*REQUIRED WORK:* Repeat all of the records exactly, leaving out the pictures.

Segment Start: DATA SHOWN

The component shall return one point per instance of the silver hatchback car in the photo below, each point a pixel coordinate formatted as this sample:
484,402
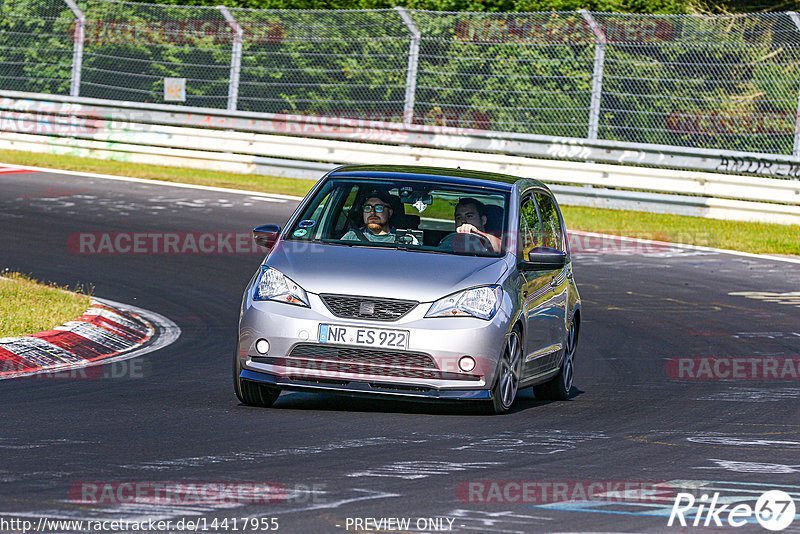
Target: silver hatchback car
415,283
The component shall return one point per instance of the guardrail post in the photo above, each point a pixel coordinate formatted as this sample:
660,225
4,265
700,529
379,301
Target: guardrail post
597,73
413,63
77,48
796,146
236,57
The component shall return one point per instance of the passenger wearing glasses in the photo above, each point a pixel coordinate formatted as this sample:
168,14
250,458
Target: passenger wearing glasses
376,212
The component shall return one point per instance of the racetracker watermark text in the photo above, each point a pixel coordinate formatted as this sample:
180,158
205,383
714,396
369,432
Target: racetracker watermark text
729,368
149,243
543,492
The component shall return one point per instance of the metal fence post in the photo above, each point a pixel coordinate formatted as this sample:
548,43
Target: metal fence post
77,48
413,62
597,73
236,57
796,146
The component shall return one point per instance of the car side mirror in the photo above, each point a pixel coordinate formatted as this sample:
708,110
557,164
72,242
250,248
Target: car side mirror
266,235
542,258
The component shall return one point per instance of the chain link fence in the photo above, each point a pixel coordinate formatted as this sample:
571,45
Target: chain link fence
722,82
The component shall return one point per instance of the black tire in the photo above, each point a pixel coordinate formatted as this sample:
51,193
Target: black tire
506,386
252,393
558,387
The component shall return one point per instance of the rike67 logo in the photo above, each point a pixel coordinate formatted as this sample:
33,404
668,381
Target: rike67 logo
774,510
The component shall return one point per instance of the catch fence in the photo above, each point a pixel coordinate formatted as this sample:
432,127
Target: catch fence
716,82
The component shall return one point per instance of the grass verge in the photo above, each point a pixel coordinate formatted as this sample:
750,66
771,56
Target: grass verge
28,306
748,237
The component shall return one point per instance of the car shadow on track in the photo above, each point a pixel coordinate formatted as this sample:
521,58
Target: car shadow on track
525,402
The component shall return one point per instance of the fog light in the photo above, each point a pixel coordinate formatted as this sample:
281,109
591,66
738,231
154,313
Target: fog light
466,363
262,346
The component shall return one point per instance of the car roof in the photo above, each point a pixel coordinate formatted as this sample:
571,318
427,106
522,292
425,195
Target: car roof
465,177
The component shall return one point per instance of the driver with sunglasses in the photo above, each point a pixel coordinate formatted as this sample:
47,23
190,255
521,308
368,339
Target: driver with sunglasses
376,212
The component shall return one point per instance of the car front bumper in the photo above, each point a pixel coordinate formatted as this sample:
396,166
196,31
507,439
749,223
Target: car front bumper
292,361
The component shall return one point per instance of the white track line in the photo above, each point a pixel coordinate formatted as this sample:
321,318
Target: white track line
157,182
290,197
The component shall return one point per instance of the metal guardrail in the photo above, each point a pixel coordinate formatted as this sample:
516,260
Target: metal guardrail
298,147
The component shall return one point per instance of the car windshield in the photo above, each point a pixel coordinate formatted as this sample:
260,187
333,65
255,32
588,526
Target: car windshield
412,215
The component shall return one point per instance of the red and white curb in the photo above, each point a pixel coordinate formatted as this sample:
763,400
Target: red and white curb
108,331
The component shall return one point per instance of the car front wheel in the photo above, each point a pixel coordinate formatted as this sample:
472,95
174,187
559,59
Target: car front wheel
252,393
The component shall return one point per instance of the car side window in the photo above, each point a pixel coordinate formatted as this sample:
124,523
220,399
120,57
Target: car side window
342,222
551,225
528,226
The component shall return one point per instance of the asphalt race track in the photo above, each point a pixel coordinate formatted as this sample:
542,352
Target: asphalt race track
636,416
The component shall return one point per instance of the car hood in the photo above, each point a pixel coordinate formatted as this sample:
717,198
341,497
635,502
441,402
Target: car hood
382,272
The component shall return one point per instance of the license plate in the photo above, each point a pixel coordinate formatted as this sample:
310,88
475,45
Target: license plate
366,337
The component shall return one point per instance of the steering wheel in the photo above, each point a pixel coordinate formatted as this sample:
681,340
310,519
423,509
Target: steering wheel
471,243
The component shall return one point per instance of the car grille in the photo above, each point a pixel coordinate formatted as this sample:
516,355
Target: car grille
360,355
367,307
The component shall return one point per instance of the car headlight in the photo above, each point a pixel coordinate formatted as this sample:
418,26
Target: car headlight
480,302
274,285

Segment End: DATA SHOWN

*PROBLEM SOLUTION:*
The component shall return one point per instance of the silver hatchback car in the photo below, each point a pixel coordinate formatted as this sample:
484,402
Target: silver hatchback car
415,283
The component shall return one point per instance of the guardrail post in the photo above, each point a pixel coordinate formatted as this sample:
660,225
4,265
700,529
379,301
Target: guardrail post
597,73
413,63
77,48
796,146
236,57
The component shall return one point per instance of the passenger wearing glasses in the photo above, each point a pixel coordinate formatted as this sample:
168,14
250,458
Target: passenger wearing glasses
376,212
The component shall return one point per instance of the racetracker watermark text in the photo above, each point a pixel coordinate formatted as this sample:
180,158
205,383
714,396
369,432
Target: racetracker watermark text
729,368
149,243
543,492
The component shall return one point per instance of the metal fence post in the photo above, each point a pixel coordinate formatted as this sample:
548,43
Target: metal fence post
77,48
413,62
597,73
236,57
796,146
The component shall return one point per instance of the car side mirror in the photo above, each point a pixel coordinate formatted as this sample:
708,110
557,164
72,242
250,248
Target: car side mirror
266,235
542,258
The component shall return one point per instance of the chain link fence in the photo above, each point a pixel coordinate formatted as this sample:
571,45
Target: chain link fence
722,82
The component shall return one point per instance of the black tire in the photo above, each point a pixel coordinate formatted as this sample:
51,193
Target: black tire
506,386
252,393
558,387
The component shall return one point per instance of the rike67 logo in the photo above, each point a pixel coordinate formatted as this sample:
33,404
668,381
Target: rike67 logo
774,510
The component shall return one point per instance of the catch fence in the photo above, each point a pixel coordinate formatted as this sample:
432,127
Target: catch fence
716,82
The component shall return one point per instance of the grass verge in the photo above, each point a pixel coordinate formatted as this sample:
750,66
771,56
Target: grass verge
28,306
748,237
The component shall return one point per instance of the car shadow on track in the photo above, each point a pixel coordinate formatted as this sample:
521,58
Target: car shadow on track
525,402
The component shall return one point per instance of the fog light in the photo above, each point a pixel coordinate formatted as this sample:
281,109
591,66
738,231
154,313
Target: fog light
466,363
262,346
The component shall return one point per instance of the car roof in the photo above, each point a pixel coordinate formatted as this sample:
571,318
427,106
522,292
425,195
Target: car roof
465,177
The component shall return one point per instance of the driver with sunglasses in the photo above, each point a pixel coordinate formatted as this sample:
47,23
190,255
521,308
368,339
Target: driver with sunglasses
376,212
The component shall return one point per instance of the car front bumper in the photo above, each point a pixel coordinate formatted as this sample:
396,166
196,31
507,439
749,223
Target: car front bumper
292,361
The component shall return one point per instance of the white track line in the photo above, each point a pixel coordinate formatted as this sample:
321,318
Target: white track line
157,182
290,197
The component shall return one point per instance of the metal guardrail in the photo above, each point a pixel coordinate formatted as this sample:
516,260
Target: metal guardrail
298,147
The component shall return one point per instance of the car windshield in the photo above, each point a pixel coordinate formatted as this sample:
260,187
333,65
255,32
588,526
Target: car windshield
412,215
The component shall return one point per instance of the red and white curb in the photo above, each point a pixel coordinate formatted as this sample:
763,400
Target: red and white curb
108,331
The component shall return one point per instance of the car front wheel in the photo above, each point a pixel coordinate formatted as this sample:
472,95
174,187
559,59
Target: car front wheel
252,393
The component shall return one point per instance of the car side window in the photo above, each point a pixel coordinate formatted as this sample:
124,523
220,399
120,57
Target: car side window
342,222
551,225
528,226
The component shall return one point per instance of the asphalt race track in the photo above, each point a pixel coordinate formatted as this sample:
542,352
Target: asphalt race track
636,416
The component shall return one point per instance of the car hood in the photo above, each point a pixel coordinate formatted as this sample:
717,198
341,497
635,502
441,402
Target: car hood
382,272
The component shall return one point per instance of the license plate in the photo above, each point a pixel coordinate formatted as this sample:
310,88
475,45
Target: license plate
366,337
The component shall return one point per instance of the steering wheel in the photo above, each point a pixel coordinate formatted as this sample:
681,340
310,519
423,509
Target: steering wheel
471,243
The component shall return one point per instance of the car grille in the photo above, each point a pixel coordinate formatted as this sample:
516,355
Target: car grille
360,355
367,307
The component shall return one point per instance of the car headlight in the photo above, each point a pixel coordinate formatted as this sample:
418,26
Target: car headlight
480,302
274,285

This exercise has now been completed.